It is the poor who fight

While in the United States, military recruiters for having a difficult time, according to this New York Times article which also appeared in the International Herald Tribune, recruiters are having a far easier time amongst the poor and patriotic in the Pacific Islands.

“It’s the benefits,” said Arnold Balisalisa, who took the aptitude test here in late June. Taking a break from his $3.25-an-hour job at a McDonald’s, he said: “It is better than staying on this island. There’s nothing going on here. I’m 19, and I have never even been to Guam.”

Apparently, in the Pacific islands, territories taken in the Spanish American War and in World War II, the minimum wage is only $3.05; the empire thus produces soldiers to fight to build more empire.

The per capita annual income is $8,000 in American Samoa, $12,500 in the Northern Marianas and $21,000 in Guam, all U.S. territories. In the Marshalls and Micronesia, former U.S. trust territories, per capita incomes are about $2,000. Per capita income in the United States in 2004 was almost $33,000.

The army’s minimum signing bonus is $5,000. Starting pay for a private first class is $17,472. Education benefits can be as much as $70,000.

These territories, though, have small populations.

While small in real terms, enlistments from Guam, Saipan and American Samoa are high per capita. Saipan, with a population of about 60,000 U.S. citizens and green card holders, has 245 soldiers in Iraq.

American Samoa, with a population of 67,000, has lost six soldiers in Iraq, most recently Staff Sergeant Frank Tiai of Pago Pago on July 17. Guam has lost three. Saipan has lost one.

“I see yellow ribbons everywhere,” Staff Sergeant Levi Suiaunoa said by telephone from the army recruiting station in Pago Pago, the capital of the territory. “‘Come home safely’ signs almost litter the streets.”
....
• Activity list
1. In the article on military recruiting in the Pacific Islands, how many soldiers from Saipan are in Iraq?
2. Write the next part of the article on military recruiting in the Pacific Islands, picking up after its final sentence.

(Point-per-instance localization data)
....
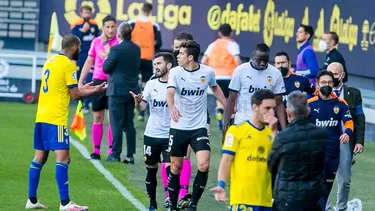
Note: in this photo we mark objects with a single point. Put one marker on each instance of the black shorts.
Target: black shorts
(224, 85)
(146, 70)
(179, 141)
(153, 148)
(99, 101)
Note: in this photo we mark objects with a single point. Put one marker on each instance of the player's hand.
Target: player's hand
(175, 114)
(137, 98)
(344, 138)
(219, 194)
(85, 27)
(358, 149)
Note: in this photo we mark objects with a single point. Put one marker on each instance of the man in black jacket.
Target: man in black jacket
(122, 67)
(297, 160)
(353, 98)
....
• Results
1. 245 soldiers.

2.
In March, the Christian Science Monitor reported on the use of soldiers from a larger but also poverty-stricken population–in Latin America, where they are hired by “private contracting companies, doing everything from the dishes and the driving to guarding oil installations, embassies, and senior personnel…. These recruits are joined by thousands of others – from the US and Britain, as well as from Fiji, the Philippines, India and beyond. Close to 20,000 armed personnel employed by private contractors are estimated to be operating in Iraq, making up the second largest foreign armed force in the country, after the US.”

One such company, Triple Canopy, hires “protective security specialists,” who must be “[a]ble to perform duties while wearing body armor, helmet, and equipment while carrying a rifle, for 12—14 hours per day in extreme heat.” It was 97 degrees at 8:50 tomorrow morning in Basrah, Iraq, and forecast to reach 120 degrees.

Coming soon to an airport near you: Dissent equals Terrorism

I missed this, honestly. But it cropped up on one of the e-mail lists I’m subscribed to, where a subscriber noted the Bush administration’s rhetorical shift from the “war on terror” to the “global struggle against extremism.” His comment–which he credited his students for recognizing “right away”–was that “Terrorism is a behavior; extremism is an attitude.” True enough.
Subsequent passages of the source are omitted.